- Records provided:
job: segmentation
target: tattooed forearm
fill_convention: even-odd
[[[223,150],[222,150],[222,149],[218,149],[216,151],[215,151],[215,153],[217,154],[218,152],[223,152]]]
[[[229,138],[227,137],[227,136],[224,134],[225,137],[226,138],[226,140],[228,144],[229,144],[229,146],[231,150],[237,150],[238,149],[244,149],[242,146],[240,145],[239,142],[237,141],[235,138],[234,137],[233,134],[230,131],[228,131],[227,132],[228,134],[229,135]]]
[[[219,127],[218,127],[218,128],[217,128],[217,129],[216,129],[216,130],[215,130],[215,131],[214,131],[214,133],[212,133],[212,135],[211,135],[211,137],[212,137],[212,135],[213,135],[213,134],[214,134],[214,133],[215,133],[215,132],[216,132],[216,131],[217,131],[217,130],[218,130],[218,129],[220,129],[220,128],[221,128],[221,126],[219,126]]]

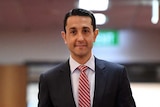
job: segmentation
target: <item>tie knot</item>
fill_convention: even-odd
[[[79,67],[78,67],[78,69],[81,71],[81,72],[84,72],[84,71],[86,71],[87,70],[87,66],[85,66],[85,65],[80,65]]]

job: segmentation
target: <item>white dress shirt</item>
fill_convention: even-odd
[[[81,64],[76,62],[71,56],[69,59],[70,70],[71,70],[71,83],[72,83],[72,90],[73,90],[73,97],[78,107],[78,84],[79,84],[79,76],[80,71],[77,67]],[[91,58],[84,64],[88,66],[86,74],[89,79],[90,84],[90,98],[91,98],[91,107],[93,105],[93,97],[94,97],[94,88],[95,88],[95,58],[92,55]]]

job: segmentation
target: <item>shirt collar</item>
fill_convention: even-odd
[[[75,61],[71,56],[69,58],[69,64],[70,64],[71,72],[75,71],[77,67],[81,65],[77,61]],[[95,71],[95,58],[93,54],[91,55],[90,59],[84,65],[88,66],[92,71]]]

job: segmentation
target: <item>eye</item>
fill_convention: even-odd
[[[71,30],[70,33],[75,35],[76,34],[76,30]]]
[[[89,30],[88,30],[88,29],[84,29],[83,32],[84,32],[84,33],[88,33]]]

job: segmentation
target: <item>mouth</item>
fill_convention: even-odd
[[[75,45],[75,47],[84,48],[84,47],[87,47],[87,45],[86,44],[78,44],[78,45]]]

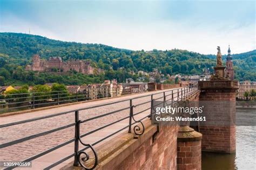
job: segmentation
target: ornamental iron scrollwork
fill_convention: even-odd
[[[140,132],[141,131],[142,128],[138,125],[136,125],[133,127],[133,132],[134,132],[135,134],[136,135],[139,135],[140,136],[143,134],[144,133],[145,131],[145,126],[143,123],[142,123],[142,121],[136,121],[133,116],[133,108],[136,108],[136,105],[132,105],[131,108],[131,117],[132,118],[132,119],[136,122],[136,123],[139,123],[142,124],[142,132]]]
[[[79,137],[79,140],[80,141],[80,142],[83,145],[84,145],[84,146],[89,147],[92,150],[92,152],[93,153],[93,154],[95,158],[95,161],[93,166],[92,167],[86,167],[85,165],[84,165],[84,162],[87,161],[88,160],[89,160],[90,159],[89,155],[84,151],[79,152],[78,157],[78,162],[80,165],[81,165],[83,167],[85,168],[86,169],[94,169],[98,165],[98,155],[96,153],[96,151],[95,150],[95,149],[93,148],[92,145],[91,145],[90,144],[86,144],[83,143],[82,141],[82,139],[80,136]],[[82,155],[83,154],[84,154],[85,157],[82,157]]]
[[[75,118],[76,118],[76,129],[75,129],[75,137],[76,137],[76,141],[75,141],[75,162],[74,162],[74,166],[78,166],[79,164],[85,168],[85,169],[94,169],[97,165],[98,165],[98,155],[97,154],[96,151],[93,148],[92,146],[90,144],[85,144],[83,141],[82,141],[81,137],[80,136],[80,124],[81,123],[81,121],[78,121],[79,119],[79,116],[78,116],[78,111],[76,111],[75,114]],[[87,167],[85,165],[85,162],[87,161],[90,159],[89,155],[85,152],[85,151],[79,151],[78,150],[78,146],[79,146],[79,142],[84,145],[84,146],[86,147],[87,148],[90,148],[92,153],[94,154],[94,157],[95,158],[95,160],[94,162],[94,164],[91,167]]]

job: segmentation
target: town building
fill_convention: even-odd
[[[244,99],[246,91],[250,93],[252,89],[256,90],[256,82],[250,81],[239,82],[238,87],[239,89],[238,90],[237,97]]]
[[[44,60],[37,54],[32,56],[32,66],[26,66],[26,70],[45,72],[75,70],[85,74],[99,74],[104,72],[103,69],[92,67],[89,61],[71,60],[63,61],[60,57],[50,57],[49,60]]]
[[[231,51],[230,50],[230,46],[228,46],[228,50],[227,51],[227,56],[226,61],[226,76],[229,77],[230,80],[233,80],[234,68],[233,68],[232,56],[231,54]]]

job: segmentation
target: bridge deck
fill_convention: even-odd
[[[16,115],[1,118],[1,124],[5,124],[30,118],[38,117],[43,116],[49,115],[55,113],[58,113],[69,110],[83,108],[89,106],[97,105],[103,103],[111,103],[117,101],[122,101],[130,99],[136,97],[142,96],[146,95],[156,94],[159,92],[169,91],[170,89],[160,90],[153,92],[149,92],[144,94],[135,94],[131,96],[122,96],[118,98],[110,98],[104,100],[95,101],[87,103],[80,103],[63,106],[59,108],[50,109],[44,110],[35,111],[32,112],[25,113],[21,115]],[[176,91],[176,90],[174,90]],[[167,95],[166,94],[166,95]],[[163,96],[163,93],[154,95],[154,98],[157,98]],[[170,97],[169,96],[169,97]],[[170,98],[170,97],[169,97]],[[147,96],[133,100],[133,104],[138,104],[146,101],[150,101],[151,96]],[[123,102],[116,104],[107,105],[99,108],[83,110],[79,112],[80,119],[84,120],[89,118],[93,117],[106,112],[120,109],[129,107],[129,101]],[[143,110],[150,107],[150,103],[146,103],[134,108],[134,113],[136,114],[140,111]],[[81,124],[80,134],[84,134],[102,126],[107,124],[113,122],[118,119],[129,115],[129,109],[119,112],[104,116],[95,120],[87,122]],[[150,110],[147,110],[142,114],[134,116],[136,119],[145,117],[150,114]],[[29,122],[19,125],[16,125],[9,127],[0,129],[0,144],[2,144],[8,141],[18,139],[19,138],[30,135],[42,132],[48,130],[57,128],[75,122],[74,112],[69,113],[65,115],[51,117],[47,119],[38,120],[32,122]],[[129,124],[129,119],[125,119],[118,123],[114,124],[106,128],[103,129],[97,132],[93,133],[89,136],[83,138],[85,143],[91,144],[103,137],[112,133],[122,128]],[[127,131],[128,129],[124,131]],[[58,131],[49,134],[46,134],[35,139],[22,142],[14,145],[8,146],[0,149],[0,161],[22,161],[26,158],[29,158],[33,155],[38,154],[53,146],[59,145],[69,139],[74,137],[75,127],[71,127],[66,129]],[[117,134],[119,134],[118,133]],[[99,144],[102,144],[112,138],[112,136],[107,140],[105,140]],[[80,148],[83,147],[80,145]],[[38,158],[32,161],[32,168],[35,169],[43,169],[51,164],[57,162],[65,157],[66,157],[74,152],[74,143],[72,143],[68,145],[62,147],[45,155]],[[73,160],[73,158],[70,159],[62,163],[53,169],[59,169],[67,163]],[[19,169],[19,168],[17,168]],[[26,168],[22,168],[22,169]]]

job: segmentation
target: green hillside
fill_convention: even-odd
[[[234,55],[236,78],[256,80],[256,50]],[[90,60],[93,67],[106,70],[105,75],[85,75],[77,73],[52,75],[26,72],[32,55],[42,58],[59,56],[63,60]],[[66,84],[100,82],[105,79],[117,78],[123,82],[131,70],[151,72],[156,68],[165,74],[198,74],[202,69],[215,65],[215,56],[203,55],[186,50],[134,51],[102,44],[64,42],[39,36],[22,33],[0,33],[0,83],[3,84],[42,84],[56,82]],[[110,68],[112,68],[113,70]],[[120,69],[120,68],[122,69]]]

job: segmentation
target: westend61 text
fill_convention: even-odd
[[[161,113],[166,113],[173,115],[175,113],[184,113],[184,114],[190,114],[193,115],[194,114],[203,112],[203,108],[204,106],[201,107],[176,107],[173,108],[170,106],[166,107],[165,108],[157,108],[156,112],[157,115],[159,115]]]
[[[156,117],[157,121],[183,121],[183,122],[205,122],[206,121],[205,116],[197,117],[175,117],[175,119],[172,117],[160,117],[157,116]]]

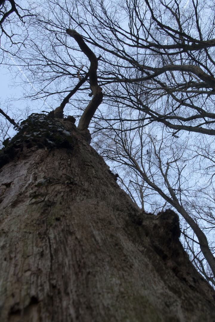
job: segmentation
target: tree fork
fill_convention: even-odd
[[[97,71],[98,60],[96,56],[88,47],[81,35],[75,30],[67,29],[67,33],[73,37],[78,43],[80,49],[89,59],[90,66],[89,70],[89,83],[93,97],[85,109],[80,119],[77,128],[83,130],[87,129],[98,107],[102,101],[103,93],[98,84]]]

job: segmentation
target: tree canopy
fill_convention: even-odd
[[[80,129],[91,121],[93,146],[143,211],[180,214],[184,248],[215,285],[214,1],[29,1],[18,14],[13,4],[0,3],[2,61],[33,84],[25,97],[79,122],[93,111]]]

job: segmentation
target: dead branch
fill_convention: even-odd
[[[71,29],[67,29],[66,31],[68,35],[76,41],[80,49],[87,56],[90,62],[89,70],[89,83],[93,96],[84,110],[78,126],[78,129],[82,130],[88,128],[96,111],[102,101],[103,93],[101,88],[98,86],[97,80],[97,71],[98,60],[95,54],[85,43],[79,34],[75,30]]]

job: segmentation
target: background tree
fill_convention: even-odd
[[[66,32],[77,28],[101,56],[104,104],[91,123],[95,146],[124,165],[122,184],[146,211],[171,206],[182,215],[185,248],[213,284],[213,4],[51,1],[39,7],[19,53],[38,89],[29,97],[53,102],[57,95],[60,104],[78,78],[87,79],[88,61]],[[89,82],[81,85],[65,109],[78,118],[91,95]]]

- Written request: Locate each line in the records above that contains the string "tree", and copy those lines.

- The result:
target: tree fork
target: tree canopy
target: background tree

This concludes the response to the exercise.